STATED GOAL A: Turn the lines of the stored listing below into a numbered list, starting with the line containing "Identify a point on every instance of the eyebrow" and ending with the line containing "x=377 y=258". Omit any blank lines.

TEXT EXCERPT:
########################################
On Sat, May 19, 2018 at 8:11 AM Robert Bradshaw <rober...@google.com> wrote:

> On Fri, May 18, 2018 at 6:29 PM Raghu Angadi <rang...@google.com> wrote:
>
>> True. I am still failing to see what is broken about Reshuffle that is
>> also not broken with GroupByKey transform. If someone depends on GroupByKey
>> to get stable input, isn't that equally incorrect/unportable?
>>
>
> Yes, if people use GBK in that way, it's also just as broken. The thought
> is that fewer people would use it with that intent, as GBK is not a no-op
> (it transforms the shape of the data, and also does not preserve
> windowing). This is in contrast to Reshuffle which was encouraged for this
> usecase.
>

I see. I am not aware of any recommendation for users (excluding advanced
users) to use this for stable input/durability gaurantees. Every single
case where I recommended Reshuffle was related to parallelism (there were
many such cases). Most of use of Reshuflle/GBK for stable input were done
consciously by the authors, fully aware of the caveats (SDF in Dataflow,
Kafka EOS sink use of GBK, etc).

As a result, deprecation is only hurting the innocent users who are using
Reshuffle correctly.

I think it would be much more user friendly to un-deprecate it to add a
warning for advanced users about non-portability of durability/replay
guarantees/stable input assumptions.

Raghu.

We tend to put in reshuffles in order to "commit" these random values and
>>>>> make them stable for the next stage, to be used to provide the needed
>>>>> idempotency for sinks.
>>>>>
>>>>
>>>> In such cases, I think the author should error out on the runner that
>>>> don't provide that guarantee. That is what ExactlyOnceSink in KafkaIO does
>>>> [1].
>>>>
>>>> [1]
>>>> https://github.com/apache/beam/blob/master/sdks/java/io/kafka/src/main/java/org/apache/beam/sdk/io/kafka/KafkaIO.java#L1049
>>>>
>>>
>>> We're moving to a world where the runner may not be known at pipeline
>>> construction time. However, explicitly using a (distinct) make-input-stable
>>> transform when that's the intent (which could be a primitive that runners
>>> should implement, possibly by swapping in Reshuffle, or reject) would allow
>>> for this. That being said, the exact semantics of this transform is a bit
>>> of a rabbit hole which is why we never finished the job of deprecating
>>> Reshuffle. This is a case where doing something is better than doing
>>> nothing, and our use of URNs for this kind of thing is flexible enough that
>>> we can deprecate old ones if/when we have time to pound out the right
>>> solution.
########################################
STATED GOAL B: Translate this sentence from the Reshuffle email thread above into Spanish: "As a result, deprecation is only hurting the innocent users who are using Reshuffle correctly."

Stored records
########################################
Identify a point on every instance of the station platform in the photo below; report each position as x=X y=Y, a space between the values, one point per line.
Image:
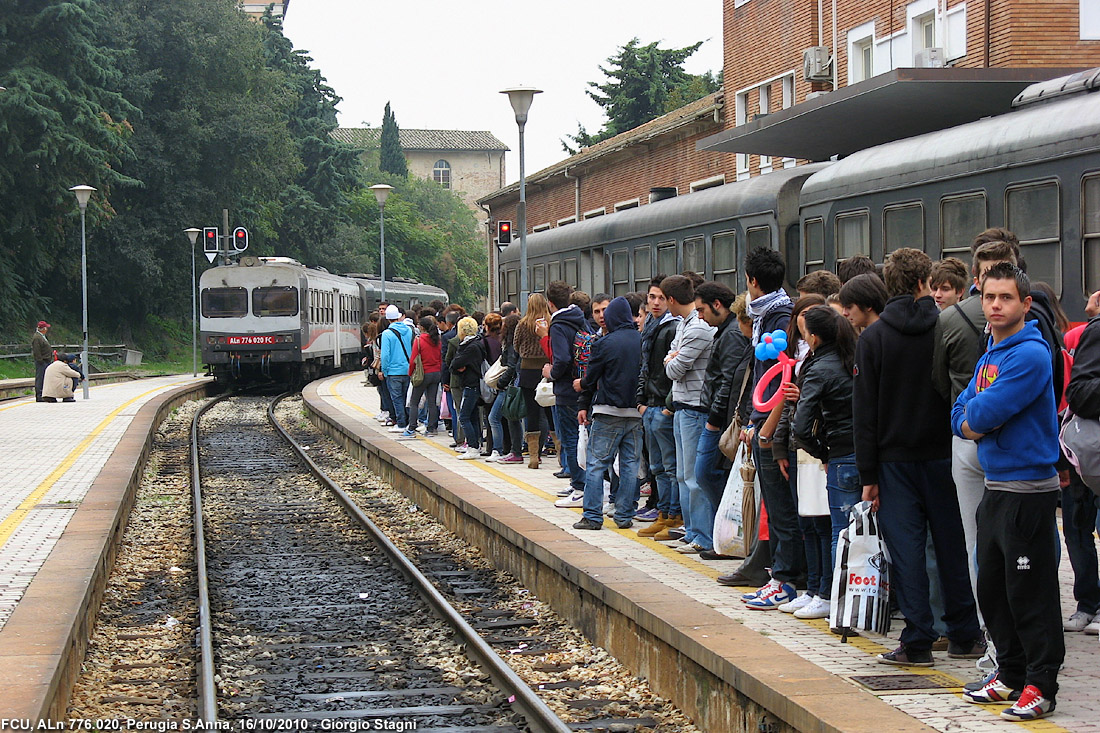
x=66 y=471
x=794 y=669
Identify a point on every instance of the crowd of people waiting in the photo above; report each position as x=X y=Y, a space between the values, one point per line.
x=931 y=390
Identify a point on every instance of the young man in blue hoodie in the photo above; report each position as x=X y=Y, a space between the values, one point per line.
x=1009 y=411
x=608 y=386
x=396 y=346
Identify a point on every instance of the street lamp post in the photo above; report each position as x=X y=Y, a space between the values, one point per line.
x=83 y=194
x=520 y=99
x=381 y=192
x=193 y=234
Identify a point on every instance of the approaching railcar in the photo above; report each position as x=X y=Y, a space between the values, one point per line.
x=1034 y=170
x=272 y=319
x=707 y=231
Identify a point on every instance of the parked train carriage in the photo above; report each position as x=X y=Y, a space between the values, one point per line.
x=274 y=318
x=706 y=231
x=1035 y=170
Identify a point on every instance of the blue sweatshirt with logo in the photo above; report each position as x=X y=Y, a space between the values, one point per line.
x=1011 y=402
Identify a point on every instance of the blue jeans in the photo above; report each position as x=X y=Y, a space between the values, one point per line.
########################################
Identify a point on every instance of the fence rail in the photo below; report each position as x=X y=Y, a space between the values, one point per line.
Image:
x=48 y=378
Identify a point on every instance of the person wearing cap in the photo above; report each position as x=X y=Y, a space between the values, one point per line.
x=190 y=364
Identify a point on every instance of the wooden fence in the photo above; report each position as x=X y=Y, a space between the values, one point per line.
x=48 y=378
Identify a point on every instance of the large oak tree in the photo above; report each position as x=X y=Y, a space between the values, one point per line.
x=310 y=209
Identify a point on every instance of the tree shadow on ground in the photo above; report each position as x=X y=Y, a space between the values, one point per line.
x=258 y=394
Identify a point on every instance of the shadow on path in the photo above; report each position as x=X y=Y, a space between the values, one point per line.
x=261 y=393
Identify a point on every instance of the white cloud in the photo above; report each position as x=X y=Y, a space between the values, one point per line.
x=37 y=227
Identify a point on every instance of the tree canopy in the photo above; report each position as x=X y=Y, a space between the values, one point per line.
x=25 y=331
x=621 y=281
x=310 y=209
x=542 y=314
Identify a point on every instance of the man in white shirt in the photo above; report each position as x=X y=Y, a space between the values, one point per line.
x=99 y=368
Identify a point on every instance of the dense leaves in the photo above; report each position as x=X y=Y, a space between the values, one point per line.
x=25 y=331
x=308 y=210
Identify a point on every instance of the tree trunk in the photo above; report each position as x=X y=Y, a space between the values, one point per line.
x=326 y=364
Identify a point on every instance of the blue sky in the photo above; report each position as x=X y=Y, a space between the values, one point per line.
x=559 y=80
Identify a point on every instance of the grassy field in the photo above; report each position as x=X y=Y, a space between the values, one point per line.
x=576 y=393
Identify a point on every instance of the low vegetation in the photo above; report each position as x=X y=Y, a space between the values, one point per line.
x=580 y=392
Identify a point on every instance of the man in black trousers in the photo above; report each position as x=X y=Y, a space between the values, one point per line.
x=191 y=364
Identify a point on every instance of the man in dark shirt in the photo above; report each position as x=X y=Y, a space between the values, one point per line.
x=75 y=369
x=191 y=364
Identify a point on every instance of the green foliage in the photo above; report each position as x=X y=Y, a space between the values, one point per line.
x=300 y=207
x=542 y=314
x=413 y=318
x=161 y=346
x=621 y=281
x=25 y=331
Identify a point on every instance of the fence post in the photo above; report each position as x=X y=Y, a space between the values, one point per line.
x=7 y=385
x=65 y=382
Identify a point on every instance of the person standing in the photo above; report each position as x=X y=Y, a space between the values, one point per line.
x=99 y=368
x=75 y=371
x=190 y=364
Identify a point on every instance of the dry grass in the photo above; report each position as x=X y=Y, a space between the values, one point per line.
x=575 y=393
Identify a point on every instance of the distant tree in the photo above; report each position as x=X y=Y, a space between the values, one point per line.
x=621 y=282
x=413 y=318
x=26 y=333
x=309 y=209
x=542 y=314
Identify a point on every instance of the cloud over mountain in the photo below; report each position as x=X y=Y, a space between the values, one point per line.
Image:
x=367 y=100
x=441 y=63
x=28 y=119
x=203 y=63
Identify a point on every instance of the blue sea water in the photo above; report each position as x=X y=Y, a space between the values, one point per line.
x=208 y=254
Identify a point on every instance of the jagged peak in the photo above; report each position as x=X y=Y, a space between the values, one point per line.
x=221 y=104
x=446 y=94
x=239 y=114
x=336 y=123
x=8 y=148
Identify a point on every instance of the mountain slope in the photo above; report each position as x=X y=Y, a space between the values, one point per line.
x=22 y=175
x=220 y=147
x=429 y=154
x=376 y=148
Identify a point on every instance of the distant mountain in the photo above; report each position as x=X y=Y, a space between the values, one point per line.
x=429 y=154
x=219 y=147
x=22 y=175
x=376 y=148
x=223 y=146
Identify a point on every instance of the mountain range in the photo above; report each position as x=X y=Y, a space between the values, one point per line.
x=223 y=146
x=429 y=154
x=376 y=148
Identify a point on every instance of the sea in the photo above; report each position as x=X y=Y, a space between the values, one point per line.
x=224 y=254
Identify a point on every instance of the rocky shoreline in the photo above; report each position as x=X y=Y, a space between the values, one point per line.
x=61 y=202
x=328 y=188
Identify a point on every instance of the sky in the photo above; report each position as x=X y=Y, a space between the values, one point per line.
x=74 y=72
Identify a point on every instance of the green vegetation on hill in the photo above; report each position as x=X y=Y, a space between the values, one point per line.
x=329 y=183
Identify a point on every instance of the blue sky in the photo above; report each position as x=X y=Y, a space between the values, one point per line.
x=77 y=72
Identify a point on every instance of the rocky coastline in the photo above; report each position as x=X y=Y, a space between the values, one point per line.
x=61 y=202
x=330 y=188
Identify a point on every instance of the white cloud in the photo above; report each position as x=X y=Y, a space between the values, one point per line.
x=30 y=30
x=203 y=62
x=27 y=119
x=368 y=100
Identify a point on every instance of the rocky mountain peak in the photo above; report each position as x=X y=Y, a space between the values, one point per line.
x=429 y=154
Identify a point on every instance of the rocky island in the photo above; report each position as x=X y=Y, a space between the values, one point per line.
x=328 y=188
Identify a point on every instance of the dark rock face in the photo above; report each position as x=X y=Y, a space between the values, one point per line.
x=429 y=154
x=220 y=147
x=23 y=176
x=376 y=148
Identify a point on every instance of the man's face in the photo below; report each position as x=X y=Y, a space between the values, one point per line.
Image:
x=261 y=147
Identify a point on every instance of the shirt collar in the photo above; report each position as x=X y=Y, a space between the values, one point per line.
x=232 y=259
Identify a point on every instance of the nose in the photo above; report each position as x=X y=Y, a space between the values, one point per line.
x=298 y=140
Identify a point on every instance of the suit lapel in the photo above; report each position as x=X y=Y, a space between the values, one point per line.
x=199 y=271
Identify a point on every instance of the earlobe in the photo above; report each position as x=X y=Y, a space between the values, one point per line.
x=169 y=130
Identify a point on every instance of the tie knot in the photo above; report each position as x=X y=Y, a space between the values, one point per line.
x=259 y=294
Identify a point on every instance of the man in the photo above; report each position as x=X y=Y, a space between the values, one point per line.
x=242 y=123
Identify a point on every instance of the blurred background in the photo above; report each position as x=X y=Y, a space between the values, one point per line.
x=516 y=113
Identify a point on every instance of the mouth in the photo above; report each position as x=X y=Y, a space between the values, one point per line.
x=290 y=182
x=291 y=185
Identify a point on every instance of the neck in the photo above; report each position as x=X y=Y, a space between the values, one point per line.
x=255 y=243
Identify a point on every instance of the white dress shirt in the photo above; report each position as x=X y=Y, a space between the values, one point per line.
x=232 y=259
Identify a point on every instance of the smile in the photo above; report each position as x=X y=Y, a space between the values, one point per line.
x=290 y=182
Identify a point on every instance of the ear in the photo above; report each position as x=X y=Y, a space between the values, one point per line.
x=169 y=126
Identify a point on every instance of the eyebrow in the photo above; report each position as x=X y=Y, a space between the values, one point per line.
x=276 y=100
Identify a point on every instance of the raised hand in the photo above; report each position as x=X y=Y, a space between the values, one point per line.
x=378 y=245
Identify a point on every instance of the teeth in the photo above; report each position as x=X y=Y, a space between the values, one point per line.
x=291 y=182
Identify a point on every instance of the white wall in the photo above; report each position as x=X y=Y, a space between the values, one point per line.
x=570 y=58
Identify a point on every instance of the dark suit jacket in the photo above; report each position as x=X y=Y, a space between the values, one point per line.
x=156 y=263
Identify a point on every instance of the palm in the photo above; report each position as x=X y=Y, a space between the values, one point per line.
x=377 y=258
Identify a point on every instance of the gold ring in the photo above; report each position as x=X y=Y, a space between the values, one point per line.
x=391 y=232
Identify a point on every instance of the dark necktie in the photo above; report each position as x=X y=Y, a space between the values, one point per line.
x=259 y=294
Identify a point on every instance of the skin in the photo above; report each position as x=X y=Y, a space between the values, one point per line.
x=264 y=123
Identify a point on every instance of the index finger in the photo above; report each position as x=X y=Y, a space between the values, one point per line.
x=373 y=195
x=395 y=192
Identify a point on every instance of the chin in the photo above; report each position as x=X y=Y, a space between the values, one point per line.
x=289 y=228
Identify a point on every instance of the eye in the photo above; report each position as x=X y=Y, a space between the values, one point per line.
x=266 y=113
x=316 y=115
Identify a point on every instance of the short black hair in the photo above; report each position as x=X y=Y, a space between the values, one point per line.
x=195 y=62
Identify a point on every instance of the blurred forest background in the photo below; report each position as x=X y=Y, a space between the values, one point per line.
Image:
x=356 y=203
########################################
CORRECT ANSWER A:
1. Identify a point on every instance of the eyebrow in the photo above; report each position as x=X y=Y, a space between the values, one point per line.
2. x=276 y=100
3. Identify a point on every instance of the raised hand in the photo above; report each position as x=X y=Y, a space between the values, one point per line.
4. x=378 y=245
5. Identify a point on every instance of the teeth in the photo above; report each position as x=X y=Y, a space between the values, one point per line.
6. x=291 y=182
7. Identify a point on every instance of the white wall in the photo above; report each position as x=X y=Y, a space between the values, one point per line.
8. x=570 y=58
9. Identify a point on every instance of the dark suit jacket in the photo above; report each position as x=X y=Y, a space between the values, one point per line.
10. x=156 y=263
11. Identify a point on every instance of the palm in the photo above; report each position as x=X y=Y, a space between the values, one point per line.
12. x=377 y=258

CORRECT ANSWER B: En consecuencia, la desaprobación solo está perjudicando a los usuarios inocentes que están usando Reshuffle correctamente.